» What the task requires
Return every line of the material below that contains the string "ceiling", matching case exactly.
========================
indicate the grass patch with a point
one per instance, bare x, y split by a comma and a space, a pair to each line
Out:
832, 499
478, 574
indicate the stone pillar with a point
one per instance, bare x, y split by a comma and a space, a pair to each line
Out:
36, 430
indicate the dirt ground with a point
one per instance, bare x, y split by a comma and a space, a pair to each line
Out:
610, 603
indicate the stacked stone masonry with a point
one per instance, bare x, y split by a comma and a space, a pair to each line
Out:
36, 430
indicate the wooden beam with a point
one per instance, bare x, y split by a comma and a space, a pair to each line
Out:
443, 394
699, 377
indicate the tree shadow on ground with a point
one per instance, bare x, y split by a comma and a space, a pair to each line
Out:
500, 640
========================
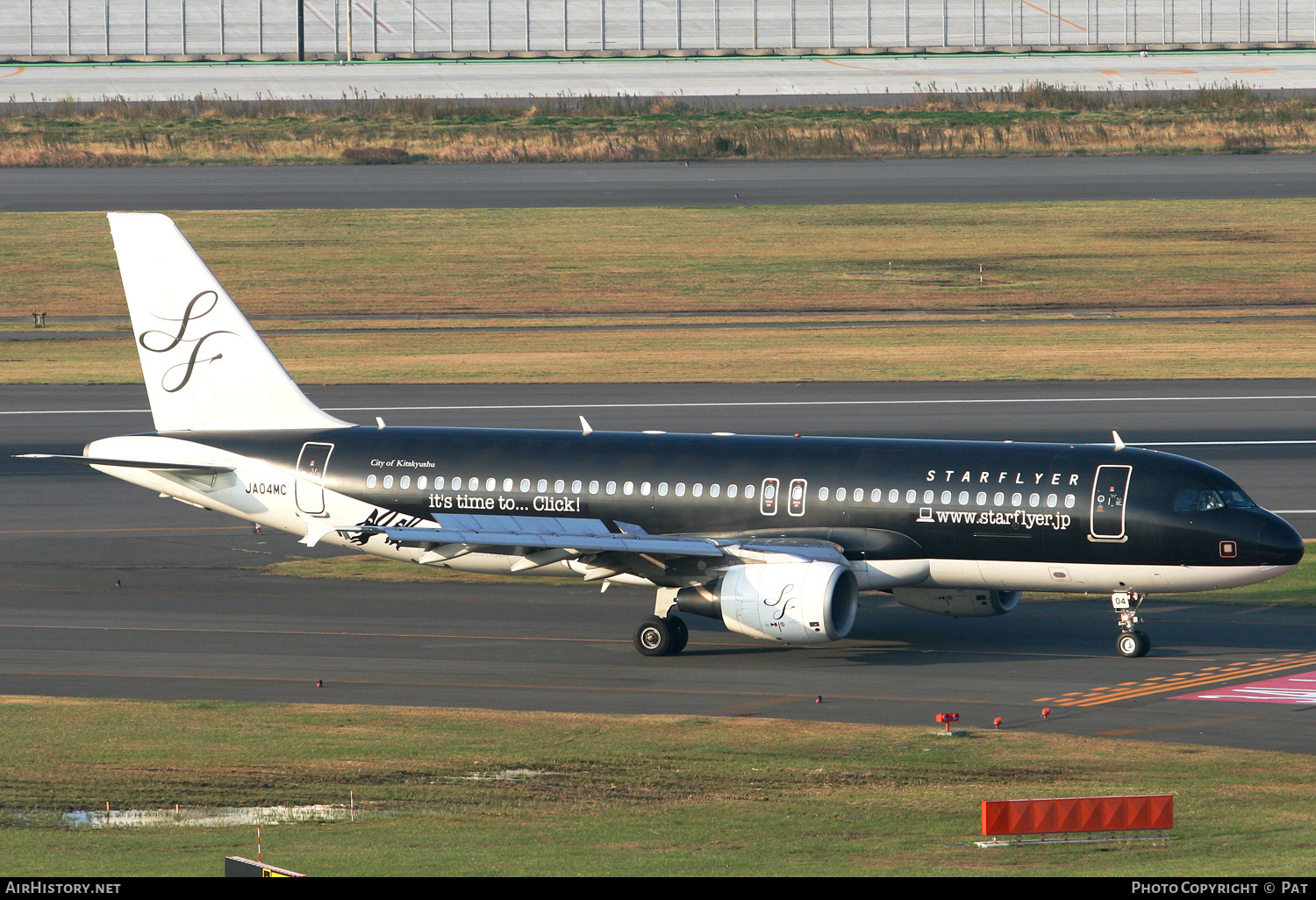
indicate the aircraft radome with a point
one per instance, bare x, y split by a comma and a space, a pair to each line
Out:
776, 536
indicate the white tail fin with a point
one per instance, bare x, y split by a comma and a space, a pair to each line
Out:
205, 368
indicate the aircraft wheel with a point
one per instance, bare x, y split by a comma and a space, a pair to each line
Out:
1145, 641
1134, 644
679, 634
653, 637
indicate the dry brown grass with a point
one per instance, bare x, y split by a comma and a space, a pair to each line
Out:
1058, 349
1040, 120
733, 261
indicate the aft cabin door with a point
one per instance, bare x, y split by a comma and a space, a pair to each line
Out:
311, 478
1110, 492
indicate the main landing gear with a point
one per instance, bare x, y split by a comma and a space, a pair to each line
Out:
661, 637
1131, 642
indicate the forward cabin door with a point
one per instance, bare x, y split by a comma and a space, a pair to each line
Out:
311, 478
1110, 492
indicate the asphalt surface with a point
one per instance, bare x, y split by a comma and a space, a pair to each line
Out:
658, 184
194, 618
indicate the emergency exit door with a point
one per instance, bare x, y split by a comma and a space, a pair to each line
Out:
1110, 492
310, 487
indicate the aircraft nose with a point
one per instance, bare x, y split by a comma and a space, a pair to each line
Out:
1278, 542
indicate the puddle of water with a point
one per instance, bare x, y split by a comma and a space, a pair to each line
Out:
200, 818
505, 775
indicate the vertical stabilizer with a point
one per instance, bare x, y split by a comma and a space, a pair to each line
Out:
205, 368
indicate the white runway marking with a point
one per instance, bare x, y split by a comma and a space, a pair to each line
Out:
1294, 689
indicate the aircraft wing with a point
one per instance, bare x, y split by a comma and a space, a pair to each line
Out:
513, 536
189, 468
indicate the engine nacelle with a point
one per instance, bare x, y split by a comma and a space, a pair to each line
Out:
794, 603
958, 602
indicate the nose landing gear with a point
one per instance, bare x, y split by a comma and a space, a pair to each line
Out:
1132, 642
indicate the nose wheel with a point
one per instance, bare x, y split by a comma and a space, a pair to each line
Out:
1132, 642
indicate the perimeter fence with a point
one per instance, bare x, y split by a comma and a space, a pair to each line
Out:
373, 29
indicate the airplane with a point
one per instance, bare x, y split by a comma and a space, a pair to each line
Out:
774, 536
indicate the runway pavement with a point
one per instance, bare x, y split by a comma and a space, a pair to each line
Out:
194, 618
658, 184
========================
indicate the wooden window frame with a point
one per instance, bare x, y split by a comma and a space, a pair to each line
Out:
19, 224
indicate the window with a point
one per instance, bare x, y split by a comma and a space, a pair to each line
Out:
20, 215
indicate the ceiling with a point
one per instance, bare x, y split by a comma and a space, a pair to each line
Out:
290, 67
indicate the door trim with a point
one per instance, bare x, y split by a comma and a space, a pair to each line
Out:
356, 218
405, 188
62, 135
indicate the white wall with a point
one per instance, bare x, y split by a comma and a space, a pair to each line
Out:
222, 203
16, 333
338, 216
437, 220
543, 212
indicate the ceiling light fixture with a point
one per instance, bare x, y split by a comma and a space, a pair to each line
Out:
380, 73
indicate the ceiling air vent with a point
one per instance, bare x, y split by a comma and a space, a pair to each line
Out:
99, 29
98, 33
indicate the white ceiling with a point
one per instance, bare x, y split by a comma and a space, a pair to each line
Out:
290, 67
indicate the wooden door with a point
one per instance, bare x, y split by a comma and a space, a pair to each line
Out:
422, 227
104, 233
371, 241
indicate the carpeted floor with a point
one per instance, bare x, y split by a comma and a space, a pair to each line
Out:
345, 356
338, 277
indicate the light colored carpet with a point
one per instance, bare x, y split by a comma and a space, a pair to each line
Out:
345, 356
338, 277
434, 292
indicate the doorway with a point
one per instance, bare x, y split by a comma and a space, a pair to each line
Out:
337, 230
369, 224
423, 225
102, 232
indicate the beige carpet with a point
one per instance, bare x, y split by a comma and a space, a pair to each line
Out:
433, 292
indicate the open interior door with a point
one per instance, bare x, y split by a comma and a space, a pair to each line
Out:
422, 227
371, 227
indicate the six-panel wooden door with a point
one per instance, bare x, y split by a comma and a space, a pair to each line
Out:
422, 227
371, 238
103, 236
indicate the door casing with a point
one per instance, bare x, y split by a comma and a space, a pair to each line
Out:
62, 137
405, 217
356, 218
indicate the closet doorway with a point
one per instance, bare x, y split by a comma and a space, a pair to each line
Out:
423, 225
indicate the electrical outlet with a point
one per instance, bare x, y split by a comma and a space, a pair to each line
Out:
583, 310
========================
» Exercise output
indicate the ceiling with a point
indicate the ceiling light fixture with a point
indicate the ceiling air vent with a point
indicate the white ceiling with a point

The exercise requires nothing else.